SUPPLIED TEXT ::
★ ★ ★
In 1961, Italian physicist Bruno Touschek developed the first collider with a single storage ring. In this collider, oppositely charged particles are accelerated within the storage ring in opposite directions and then are focused to collide at a point, producing a cascade of particle debris. The energy produced when two particle beams collide in the storage ring is much greater than the energy obtained by a single particle beam hitting a fixed target. The reason is that when a particle hits a fixed target, a lot of kinetic energy continues on after the collision, reducing the amount of energy that can be studied that represents actual events produced by the collision. With the colliding beams, on the other hand, there is much less loss of energy in the collision, making the Touschek storage ring collider a valuable advance in the development of accelerators and colliders.
In the ring colliders, one beam of particles is injected in one direction and the other beam is injected in the opposite direction. The same electric and magnetic fields can be used to accelerate, for example, electrons and positrons, which have opposite electric charges. The applied electric field accelerates electrons and positrons in opposite directions, and during this acceleration they bend in opposite directions in the same magnetic field. In ring colliders, one can use protons in both beams or protons and antiprotons. Recall that these particles can then be accelerated to much higher energies than the electrons and positrons.
The most famous circular electron–positron collider was located at CERN during the 1990s and was called simply the large electron–positron collider (LEP). It reached a maximum energy of 209 GeV, which was the combined energy of the two beams at collision, each having an energy of 104.5 GeV. LEP was closed down in 2000 to make way for the world’s largest ring collider, the large hadron collider (or LHC). In a ring collider such as LEP, the beams of the particles and antiparticles are kept separate until they are made to cross at certain intersection points. The PS collider at CERN is also such an intersecting ring collider, and in both machines, ingenious technological inventions were required to produce sufficient luminosity or beam intensity at high enough energies.
In quantum mechanics, particles can be described both as particles and as waves, the physical behavior of which can be determined by probability theory. That is, the probability of the particle being at a certain point in space and time can be calculated using quantum mechanics. Short-wavelength particles can be used to examine particle properties at extremely small distances. However, for longer wavelength particles, the experimental results become coarser. The length of the wave of these particles is inversely proportional to their energy, which means that a proton, for example, could be either short wave or longer wave, depending on its energy. A short-wave particle has a higher energy than a longer wave particle.
★ ★ ★
EXTRACTED ENTRIES ::
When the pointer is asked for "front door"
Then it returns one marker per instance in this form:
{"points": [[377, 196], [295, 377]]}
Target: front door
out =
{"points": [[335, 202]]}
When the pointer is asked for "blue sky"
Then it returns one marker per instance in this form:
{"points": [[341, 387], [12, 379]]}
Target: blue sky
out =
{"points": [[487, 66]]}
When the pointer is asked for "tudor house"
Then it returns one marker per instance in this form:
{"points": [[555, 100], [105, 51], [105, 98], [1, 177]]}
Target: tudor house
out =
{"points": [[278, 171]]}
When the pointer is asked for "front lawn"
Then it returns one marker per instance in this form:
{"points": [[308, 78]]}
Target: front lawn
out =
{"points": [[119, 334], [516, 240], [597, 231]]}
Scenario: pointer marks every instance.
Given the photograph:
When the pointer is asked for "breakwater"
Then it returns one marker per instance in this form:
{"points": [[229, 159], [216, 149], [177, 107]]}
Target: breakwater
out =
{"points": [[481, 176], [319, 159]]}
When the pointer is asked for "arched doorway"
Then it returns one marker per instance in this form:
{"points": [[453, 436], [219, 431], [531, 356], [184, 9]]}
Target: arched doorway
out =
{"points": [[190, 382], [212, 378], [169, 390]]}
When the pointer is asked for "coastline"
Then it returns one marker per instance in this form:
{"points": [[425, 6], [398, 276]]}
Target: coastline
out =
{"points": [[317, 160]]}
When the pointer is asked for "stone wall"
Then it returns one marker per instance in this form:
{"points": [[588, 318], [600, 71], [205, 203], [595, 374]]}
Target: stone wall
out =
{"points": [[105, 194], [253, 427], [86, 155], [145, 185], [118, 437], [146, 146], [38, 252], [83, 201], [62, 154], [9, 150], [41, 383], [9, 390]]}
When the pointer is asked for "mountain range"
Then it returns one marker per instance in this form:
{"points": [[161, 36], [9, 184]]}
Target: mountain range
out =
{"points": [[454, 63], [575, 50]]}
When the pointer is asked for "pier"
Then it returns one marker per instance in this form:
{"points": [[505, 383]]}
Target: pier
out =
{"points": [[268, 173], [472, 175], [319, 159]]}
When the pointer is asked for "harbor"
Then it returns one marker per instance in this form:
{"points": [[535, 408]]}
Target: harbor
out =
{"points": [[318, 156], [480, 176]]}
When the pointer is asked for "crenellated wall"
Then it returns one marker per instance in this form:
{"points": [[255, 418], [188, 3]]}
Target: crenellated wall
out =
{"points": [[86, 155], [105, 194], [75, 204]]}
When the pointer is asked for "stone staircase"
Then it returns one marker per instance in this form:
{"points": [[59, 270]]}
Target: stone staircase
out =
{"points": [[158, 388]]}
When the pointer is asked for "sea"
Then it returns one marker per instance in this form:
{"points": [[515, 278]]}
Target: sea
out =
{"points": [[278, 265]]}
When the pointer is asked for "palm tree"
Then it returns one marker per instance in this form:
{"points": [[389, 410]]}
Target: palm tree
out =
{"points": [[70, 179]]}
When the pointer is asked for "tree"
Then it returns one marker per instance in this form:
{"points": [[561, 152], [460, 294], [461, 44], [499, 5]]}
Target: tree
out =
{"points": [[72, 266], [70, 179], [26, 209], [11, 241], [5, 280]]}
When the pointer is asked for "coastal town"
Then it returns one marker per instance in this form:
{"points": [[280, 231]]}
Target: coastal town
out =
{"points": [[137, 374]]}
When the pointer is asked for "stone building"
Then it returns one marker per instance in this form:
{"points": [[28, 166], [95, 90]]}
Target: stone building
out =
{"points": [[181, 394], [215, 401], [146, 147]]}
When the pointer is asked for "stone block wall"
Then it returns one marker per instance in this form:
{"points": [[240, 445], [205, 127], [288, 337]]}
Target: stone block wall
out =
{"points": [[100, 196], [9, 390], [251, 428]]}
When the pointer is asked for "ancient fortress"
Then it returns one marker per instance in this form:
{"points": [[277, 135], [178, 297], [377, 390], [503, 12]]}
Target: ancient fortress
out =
★ ★ ★
Write the next part of the text on particle colliders, picking up right after its final sentence.

In quantum mechanics, the wavelength of the particle is inversely related to its energy or momentum. In atomic physics, this energy is in the range of thousands of electron volts (an atom has a scale of 10−8 cm). At the scale of an atomic nucleus, the energy is in the millions of electron volts. To study the physics of particles such as quarks inside atomic nuclei, we need energies exceeding billions of electron volts. We use accelerators and colliders to produce particles such as short-lived quarks that do not exist as stable particles on their own in a natural state. However, as we know, we still cannot “see” individual quarks in accelerators, but only indirectly as hadronizing jets in detectors.
American physicist M. Stanley Livingston produced an impressive plot in 1954 showing how the laboratory energy of particle beams produced by accelerators has increased over time (Figure 2.6). This plot has been updated to account for modern accelerators and, remarkably, the energy has increased by factors of 10 every six to eight years. This amazing energy increase is the result of the ingenuity of physicists and engineers creating new technologies, which in turn allow for the construction of bigger machines.
Figure 2.6 Updated Livingston plot showing the exponential increase in accelerator energies over time. When explaining the units, the Snowmass report stated: “Energy of colliders is plotted in terms of the laboratory energy of particles colliding with a proton at rest to reach the same center of mass energy.” This is why the collision energy at the LHC appears to be almost 100,000 TeV on the graph. Adapted from 2001 Snowmass Accelerator R&D report; graphic by symmetry magazine.
Yet, increasing the energy of accelerators is not the only significant factor in building these machines. We need higher energies to reach beyond the horizon of known physics, but there are other important factors involved in our study of particle physics. For example, we need beams of colliding particles with a high intensity or luminosity—that is, with a large number of particles accelerated per second. When a particle hits a target, it produces particle reactions that are measured by a cross-section. This cross-section is the effective area of a material composed of nuclei that acts as a target for the beam of particles hitting it, and it is the area containing the resulting particle debris from the collisions that provides the data for the experiment. The important number for physicists is the actual size of the cross-section that contains the reactions. This final number will be the product of the beam intensity, the density of target particles, the cross-section of the actual reaction being produced, and the length of target material that the colliding particle can penetrate.
Another important number is the so-called duty cycle of the machine, which is the amount of time that the accelerator can actually be running during the course of a period of experimental investigation. Modern accelerators do not produce a continuous flow of particles because, for one thing, the electric power required would be huge and unsustainable. Thus, the accelerators run as experiments with pulses that go on and off; consequently, the circulating beams pulse on and off as well. If the duty cycle is too short, the cross-sections will not be large enough for data analysis.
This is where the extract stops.